▶ Work to complete
All lines in the listing below that hold the string "form" are to be tallied, with only the total reported.

▶ Data to process
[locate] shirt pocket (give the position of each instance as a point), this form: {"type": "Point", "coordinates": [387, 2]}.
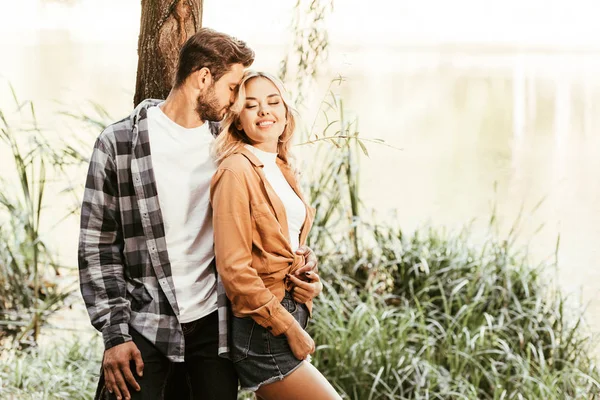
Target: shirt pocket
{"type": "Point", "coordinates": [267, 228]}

--

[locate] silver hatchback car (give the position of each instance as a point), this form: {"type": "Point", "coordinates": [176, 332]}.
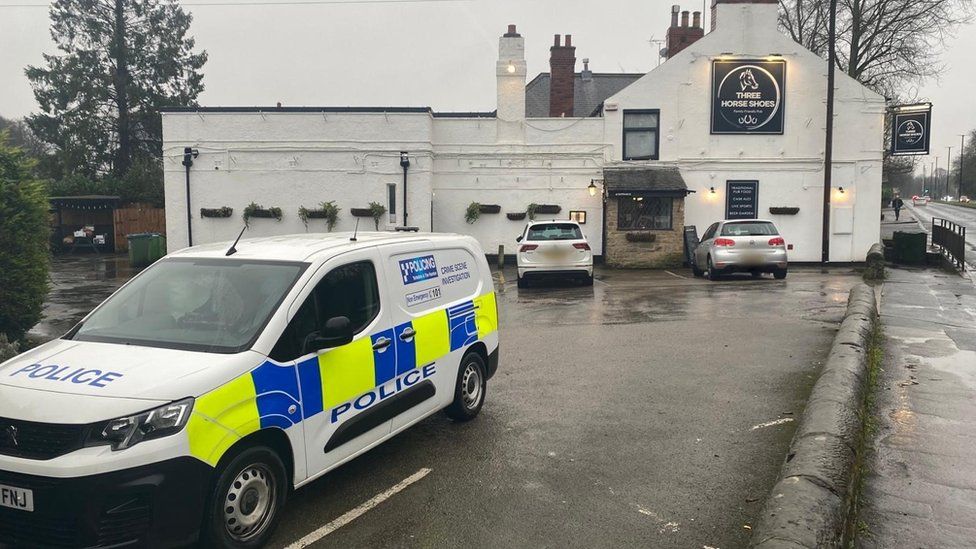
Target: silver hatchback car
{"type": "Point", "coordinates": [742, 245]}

▶ Your response
2